Present the rows from the first line through the line containing "pixel 121 253" as a Markdown table with the columns No. and Line, numbering each line and leaving out blank lines.

Location annotation dataset excerpts:

(begin)

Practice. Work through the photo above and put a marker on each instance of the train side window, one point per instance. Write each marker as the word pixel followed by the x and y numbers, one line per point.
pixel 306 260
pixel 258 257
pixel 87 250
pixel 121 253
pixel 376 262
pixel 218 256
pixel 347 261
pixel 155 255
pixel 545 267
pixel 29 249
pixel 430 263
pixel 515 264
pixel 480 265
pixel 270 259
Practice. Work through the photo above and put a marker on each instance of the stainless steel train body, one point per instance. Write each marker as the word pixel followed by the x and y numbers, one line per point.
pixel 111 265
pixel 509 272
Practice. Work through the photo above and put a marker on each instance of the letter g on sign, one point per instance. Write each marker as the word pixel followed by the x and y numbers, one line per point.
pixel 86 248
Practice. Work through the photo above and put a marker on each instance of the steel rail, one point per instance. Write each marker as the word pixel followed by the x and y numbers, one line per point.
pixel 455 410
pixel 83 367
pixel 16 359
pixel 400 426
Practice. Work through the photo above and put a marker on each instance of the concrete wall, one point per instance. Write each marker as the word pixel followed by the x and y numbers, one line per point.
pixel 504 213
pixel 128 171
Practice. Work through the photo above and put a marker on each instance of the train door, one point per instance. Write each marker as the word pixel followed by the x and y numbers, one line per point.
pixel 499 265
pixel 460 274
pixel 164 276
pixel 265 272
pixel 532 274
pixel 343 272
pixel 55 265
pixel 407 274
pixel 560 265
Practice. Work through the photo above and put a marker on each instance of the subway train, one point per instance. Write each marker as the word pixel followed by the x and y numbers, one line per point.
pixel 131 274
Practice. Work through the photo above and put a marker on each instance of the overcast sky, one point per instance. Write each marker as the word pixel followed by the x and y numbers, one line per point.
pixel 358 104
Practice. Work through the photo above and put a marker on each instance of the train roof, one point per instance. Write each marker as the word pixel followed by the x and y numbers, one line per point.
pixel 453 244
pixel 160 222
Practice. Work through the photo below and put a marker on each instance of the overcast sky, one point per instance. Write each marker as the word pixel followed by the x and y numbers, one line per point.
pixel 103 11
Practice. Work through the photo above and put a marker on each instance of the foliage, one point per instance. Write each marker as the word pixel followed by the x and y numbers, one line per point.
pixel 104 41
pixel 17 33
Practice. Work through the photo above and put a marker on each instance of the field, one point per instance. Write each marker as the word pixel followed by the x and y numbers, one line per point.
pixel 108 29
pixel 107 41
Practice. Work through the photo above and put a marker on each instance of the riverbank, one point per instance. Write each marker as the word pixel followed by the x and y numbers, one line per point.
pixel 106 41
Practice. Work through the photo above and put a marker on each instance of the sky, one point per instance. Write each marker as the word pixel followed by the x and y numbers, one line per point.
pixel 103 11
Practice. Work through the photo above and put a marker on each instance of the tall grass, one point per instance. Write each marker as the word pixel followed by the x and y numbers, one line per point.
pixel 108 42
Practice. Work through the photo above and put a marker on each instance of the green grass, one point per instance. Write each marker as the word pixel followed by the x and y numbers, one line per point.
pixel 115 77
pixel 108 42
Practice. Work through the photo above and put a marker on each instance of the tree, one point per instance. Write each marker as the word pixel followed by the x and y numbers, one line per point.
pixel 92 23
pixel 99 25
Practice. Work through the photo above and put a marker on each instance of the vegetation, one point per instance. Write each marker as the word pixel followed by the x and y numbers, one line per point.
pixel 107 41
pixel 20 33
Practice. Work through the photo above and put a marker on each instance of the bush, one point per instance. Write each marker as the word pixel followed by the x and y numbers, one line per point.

(end)

**TASK RESULT:**
| No. | Line |
|---|---|
| 1 | Practice. Work through the photo above and put a marker on each instance of the train side window, one point per instance. Write each marker as the word pixel followed by the x and y numbers, one line per point. |
| 2 | pixel 306 260 |
| 3 | pixel 258 257 |
| 4 | pixel 87 250 |
| 5 | pixel 121 253 |